Yazılı soru A:
Yürüyüş yazısına göre Taraklı Kaymakamsuyu yaylasına giden parkur kaç kilometre çıktı?
Yazılı soru B:
Yürüyüş yazısında "Doldurdum sırt çantamı" sözleriyle başlayıp "oldu ki sormayın." sözlerine kadar devam eden bölümü olduğu gibi aktarın.
Yazılı soru C:
Aşağıdaki ifadeler yürüyüş yazısıyla uyuşuyor mu? Her biri için evet ya da hayır deyin ve karar veren sözleri yazıdan aynen alıntılayın.
(i) Sakarya'daki doğa yürüyüşleri son 6 yıldır düzenlenmektedir.
(ii) Yazar kısa mesafelere yürüyerek gitmeyi sever.
(iii) Yürüyüşe katılanların çoğu trekkinge alışkın değildir.

Verilen metin:
================================

Can Yücel’in söylediği gibi, ‘Başka türü bir şey benim istediğim’ diye diye yola çıktım; az gittim uz gittim dere tepe düz gittim…

Bir baktım ki zaman geçmiş ben başladığım noktaya dönmüşüm.

Meğer havası ayrı hava, denizi ayrı deniz olan yer burasıymış da, önce kaybetmek gerekiyormuş yeniden bulmak için.

Yeniden bulduğunda ise kaldığın yerden devam etmekmiş asıl olan..

Ben de yoluma devam ederken tanıştım, Sakarya’da son 6 yıldır düzenlenen doğa yürüyüşleri ile.

En kısa mesafeyi bile araba ile katetmeyi seven ben vurdum kendimi dağa, yeşile ve maviye...

Çok şükür annemin ayrı babamın ayrı doğdukları, yaşadıkları ve hala ziyaret ettiğimiz köyleri var. Yeşile, toprağa, eğimli araziye, uzak değiliz ama daha ilk haftadan Taraklı Kaymakamsuyu yaylası dediler yakındır dedim, kolaydır dedim 16 kilometrelik parkur çıktı.

Doldurdum sırt çantamı bir ton yük bindi mi sırtıma..

Yürü yürü yürü bitmez, o çantadakiler ye ye bitmez..

Hele o gidişin bir de dönüşü oldu ki sormayın.

Oksijeni de bol alınca tabi beynim ve ruhum biraz şaşırdı.

Hayatım film şeridi gibi gözlerimin önünden geçmeye başladı.

Tabi katılan çoğu insan alışkın bu trekking denilen illete...

Beni çarptı; yanımdan geçen herkes iyi misiniz diyor...

Ben ki uludağın havasını almış insanım, nasıl ‘yaa evet beni biraz hava, biraz da hayatım çarptı’ diyebilirim...  

Millet işin keyfinde gırgır şamata fotoğraf çekimleri falan ben son nefesimi vermek üzereyim.

================================

Kayıtlı veriler:
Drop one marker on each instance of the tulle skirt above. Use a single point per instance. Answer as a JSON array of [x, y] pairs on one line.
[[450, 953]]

================================

Nihai sonuç A:
16 kilometre.

Nihai sonuç B:
Doldurdum sırt çantamı bir ton yük bindi mi sırtıma..

Yürü yürü yürü bitmez, o çantadakiler ye ye bitmez..

Hele o gidişin bir de dönüşü oldu ki sormayın.

Nihai sonuç C:
(i) Evet: "Sakarya’da son 6 yıldır düzenlenen doğa yürüyüşleri ile"
(ii) Hayır: "En kısa mesafeyi bile araba ile katetmeyi seven ben"
(iii) Hayır: "Tabi katılan çoğu insan alışkın bu trekking denilen illete..."